Quoted passage:
QCKd: Quality Control of Peptides Based on Reproducibility and Kd

Description

Filter out peptides based on reproducibility between replicate concentrations and relative dissociation constants (Kd). Peptides must have a signal ratio between 0.5 and 2.0. A second reference file may be loaded with the same peptides referenced against another sample. Peptides are then compared based upon relative Kd value which must be at least one log10 apart.

Usage

QCKd(File1, File2 = NULL, Kd = FALSE, QC = TRUE, ColSet1 = NULL, ColSet2 = NULL, ColSet3 = NULL)

Arguments

File1
An R object, usually a data.frame generally created by the function FLoad()
File2
An R object, usually a data.frame generally created by the function FLoad()
Kd
A logical value, if Kd = TRUE then peptides will be filtered by Kd against the argument File2
QC
A logical value, if QC = TRUE then peptides will be filtered by ratios of signal between replicates. Ratios must be between 0.5 to 2.0 to remain in the dataset.

Task requirements:
**1.** In the QCKd documentation, how far apart must the relative Kd values of compared peptides be?
**2.** Reproduce a passage from the QCKd documentation word for word. Begin at the words "Filter out peptides" and stop after "one log10 apart.".
The listing below the text is not needed here.

Dataset content:
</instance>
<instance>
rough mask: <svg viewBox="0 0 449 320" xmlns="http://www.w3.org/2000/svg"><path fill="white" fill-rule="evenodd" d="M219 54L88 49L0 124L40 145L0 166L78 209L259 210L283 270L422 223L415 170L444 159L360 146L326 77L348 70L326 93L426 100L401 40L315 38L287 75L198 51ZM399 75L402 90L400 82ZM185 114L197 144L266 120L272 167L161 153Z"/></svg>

Solutions:
**1.** At least one log10 apart.

**2.**
Filter out peptides based on reproducibility between replicate concentrations and relative dissociation constants (Kd). Peptides must have a signal ratio between 0.5 and 2.0. A second reference file may be loaded with the same peptides referenced against another sample. Peptides are then compared based upon relative Kd value which must be at least one log10 apart.